WHAT THE TASK REQUIRES: Identify each line in the items below that contains the word "noun", and copy every such line in full.

EXTRACTED DATA:
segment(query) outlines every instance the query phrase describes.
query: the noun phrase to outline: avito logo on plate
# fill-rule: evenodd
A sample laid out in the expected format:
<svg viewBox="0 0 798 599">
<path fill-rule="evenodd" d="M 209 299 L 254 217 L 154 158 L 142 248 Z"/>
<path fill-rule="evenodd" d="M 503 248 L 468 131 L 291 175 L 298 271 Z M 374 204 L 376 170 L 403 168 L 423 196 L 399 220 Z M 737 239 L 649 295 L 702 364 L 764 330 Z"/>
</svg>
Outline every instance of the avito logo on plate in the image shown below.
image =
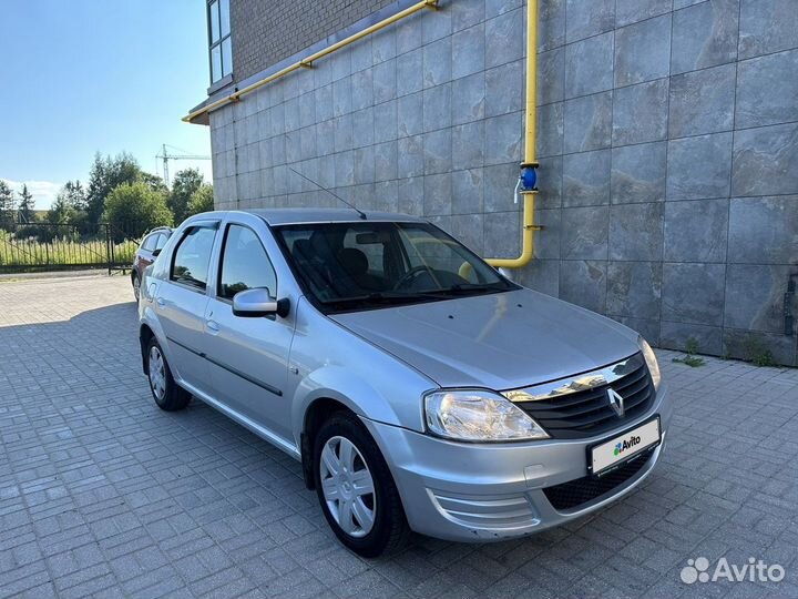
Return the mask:
<svg viewBox="0 0 798 599">
<path fill-rule="evenodd" d="M 729 564 L 725 557 L 718 559 L 714 569 L 709 568 L 709 560 L 705 557 L 688 559 L 687 566 L 682 568 L 679 577 L 685 585 L 694 582 L 780 582 L 785 577 L 785 569 L 778 564 L 768 566 L 761 559 L 754 557 L 743 566 Z"/>
</svg>

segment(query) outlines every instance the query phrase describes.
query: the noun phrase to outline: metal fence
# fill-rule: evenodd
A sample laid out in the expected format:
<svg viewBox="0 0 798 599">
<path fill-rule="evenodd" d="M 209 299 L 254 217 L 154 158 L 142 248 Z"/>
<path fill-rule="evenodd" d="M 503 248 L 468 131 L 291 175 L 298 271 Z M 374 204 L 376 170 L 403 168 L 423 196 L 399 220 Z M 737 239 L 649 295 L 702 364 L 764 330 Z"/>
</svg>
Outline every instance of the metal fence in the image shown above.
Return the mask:
<svg viewBox="0 0 798 599">
<path fill-rule="evenodd" d="M 7 223 L 0 229 L 0 274 L 130 268 L 139 238 L 100 224 Z"/>
</svg>

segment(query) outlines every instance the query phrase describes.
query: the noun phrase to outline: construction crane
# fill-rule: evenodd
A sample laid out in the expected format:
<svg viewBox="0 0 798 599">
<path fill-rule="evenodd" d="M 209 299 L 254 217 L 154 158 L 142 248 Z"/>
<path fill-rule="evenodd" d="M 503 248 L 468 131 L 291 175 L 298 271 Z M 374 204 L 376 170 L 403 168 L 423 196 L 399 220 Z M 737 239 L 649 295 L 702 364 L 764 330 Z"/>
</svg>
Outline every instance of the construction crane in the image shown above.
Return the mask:
<svg viewBox="0 0 798 599">
<path fill-rule="evenodd" d="M 174 145 L 166 145 L 164 143 L 162 153 L 155 155 L 156 159 L 163 160 L 164 183 L 166 183 L 167 187 L 168 187 L 168 161 L 170 160 L 211 160 L 211 156 L 204 156 L 201 154 L 170 154 L 168 151 L 166 150 L 167 148 L 183 152 L 183 150 L 181 150 L 180 148 L 175 148 Z"/>
</svg>

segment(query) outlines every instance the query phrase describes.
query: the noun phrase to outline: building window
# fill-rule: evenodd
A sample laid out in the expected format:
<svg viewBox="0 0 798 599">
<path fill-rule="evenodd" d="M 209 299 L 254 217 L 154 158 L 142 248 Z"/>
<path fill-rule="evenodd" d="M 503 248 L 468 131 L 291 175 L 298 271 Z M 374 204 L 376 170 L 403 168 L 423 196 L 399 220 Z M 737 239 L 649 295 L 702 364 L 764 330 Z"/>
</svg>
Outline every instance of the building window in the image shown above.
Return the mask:
<svg viewBox="0 0 798 599">
<path fill-rule="evenodd" d="M 208 41 L 211 47 L 211 83 L 233 72 L 233 48 L 229 35 L 229 0 L 208 2 Z"/>
</svg>

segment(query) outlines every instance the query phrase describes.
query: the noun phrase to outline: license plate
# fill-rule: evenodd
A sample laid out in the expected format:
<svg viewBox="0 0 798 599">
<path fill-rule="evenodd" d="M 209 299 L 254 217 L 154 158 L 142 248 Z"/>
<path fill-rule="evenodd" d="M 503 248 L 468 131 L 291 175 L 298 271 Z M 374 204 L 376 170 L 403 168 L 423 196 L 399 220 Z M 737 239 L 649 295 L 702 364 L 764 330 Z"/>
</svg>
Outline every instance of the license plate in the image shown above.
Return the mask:
<svg viewBox="0 0 798 599">
<path fill-rule="evenodd" d="M 601 445 L 593 446 L 590 450 L 591 471 L 594 476 L 604 474 L 658 443 L 659 418 L 657 417 Z"/>
</svg>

THE RESPONSE:
query: the noun phrase to outline: avito logo on plate
query: the noun phrase to outline: metal fence
query: the noun phrase to outline: construction crane
query: the noun phrase to outline: building window
query: the noun phrase to outline: license plate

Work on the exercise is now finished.